*DIRECTIONS*. Decide whether each statement agrees with the passage below on harmful chemicals in building materials. Answer yes or no for each, and quote the deciding words of the passage. (a) Long-term exposure to VOCs has been associated with cancer. (b) The Red List was created by the Health Product Declaration Collaborative. (c) Beck signed the Contractors Commitment as part of the Texas Materials Initiative.
-------- EXCERPTED PASSAGE --------
The industry has focused on volatile organic compounds (VOCs), a long list of chemicals that evaporate in the indoor air under normal temperature conditions, for years, but more effort is required to reduce workers’ exposure to harmful substances further. Exposure to low levels of VOCs has immediate, short-term effects that include irritation of the eyes, nose, and throat, headaches, dizziness, and fatigue. Long-term exposure to VOCs has been associated with cancer and other diseases. The EPA also has listed asbestos, pesticides, radon, paint dust, and other indoor air pollutants that can affect workers’ health.

The International Living Future Institute (IFLI), Green Screen For Safer Chemicals, the Health Product Declaration (HPD) Collaborative, and other industry watchdog organizations play a vital role in developing rigorous standards for the industry to follow and to disclose and report harmful chemicals and substances used in building materials.

For example, the IFLI created The Red List that identifies the “worst in class” chemicals, elements, and materials, known to pose the most significant health risks to humans and the environment.

To address these concerns, Beck signed the Living Product 50 Pledge and is a member of the Texas Materials Initiative. Our work with these groups advocates for material transparency pushes for better and safer products and helps us continuously specify products that are better for human and environmental health.

As part of Building Green’s Sustainable Construction Leaders group, Beck  recently signed the Contractors Commitment developed as a framework to help construction firms improve jobsite wellness, materials selection, carbon reduction, and waste and water management.
-------- RECORDS SUPPLIED --------
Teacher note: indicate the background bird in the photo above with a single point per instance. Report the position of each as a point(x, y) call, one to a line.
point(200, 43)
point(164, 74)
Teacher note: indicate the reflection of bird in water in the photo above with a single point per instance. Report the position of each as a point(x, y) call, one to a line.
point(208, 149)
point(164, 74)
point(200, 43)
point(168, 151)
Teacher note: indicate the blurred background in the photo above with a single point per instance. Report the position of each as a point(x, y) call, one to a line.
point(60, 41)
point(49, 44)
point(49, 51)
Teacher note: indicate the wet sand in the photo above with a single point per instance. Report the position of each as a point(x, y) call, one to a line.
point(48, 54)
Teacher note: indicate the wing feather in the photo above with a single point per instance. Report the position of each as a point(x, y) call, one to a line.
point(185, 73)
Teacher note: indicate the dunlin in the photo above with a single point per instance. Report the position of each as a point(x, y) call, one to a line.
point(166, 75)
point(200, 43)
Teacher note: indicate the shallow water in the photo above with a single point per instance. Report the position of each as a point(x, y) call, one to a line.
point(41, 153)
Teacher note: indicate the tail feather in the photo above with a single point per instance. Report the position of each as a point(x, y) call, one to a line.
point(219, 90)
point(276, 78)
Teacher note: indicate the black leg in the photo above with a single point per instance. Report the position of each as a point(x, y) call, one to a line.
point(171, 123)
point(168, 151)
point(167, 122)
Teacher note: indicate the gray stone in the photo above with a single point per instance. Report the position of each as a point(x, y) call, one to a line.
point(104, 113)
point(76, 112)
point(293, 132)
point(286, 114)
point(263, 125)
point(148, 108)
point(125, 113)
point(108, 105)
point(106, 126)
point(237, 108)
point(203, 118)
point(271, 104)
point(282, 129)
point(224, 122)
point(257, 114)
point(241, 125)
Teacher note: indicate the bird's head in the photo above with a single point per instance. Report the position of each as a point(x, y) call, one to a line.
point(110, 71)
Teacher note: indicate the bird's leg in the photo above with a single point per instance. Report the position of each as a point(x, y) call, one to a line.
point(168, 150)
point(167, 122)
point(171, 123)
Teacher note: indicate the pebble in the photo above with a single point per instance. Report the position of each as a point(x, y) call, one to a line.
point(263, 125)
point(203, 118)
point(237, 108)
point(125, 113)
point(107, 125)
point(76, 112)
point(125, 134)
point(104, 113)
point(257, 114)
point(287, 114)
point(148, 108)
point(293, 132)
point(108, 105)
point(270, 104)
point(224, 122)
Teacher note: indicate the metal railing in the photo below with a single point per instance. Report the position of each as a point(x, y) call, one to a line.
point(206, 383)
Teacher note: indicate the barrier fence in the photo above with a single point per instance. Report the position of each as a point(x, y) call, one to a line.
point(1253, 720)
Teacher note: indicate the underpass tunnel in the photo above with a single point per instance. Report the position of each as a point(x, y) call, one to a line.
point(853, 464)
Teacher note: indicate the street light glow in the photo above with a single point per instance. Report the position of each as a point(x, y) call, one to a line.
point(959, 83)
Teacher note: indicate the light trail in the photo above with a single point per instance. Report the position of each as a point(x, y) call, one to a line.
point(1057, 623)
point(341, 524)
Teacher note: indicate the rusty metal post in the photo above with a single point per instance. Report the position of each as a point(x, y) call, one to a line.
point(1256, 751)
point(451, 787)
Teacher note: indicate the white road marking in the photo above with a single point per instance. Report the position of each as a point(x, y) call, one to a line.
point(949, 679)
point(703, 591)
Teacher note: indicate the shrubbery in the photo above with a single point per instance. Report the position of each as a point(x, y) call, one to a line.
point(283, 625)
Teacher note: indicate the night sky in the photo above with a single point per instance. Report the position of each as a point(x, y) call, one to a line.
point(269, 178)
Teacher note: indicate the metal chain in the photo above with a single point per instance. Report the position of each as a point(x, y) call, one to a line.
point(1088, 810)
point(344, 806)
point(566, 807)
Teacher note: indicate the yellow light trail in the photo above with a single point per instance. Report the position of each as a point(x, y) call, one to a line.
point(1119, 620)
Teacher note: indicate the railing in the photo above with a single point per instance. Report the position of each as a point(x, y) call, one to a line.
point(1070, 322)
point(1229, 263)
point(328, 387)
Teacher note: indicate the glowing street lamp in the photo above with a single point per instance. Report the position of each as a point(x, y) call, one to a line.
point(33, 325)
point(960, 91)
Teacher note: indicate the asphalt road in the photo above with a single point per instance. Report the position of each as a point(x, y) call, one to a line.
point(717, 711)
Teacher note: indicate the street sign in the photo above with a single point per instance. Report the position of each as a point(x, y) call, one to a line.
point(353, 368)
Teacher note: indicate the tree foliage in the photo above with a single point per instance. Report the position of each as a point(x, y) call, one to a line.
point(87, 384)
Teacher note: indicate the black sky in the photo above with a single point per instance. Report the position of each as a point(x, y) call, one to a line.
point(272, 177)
--------
*OUTPUT BELOW*.
(a) Yes: "Long-term exposure to VOCs has been associated with cancer and other diseases."
(b) No: "the IFLI created The Red List"
(c) No: "As part of Building Green’s Sustainable Construction Leaders group"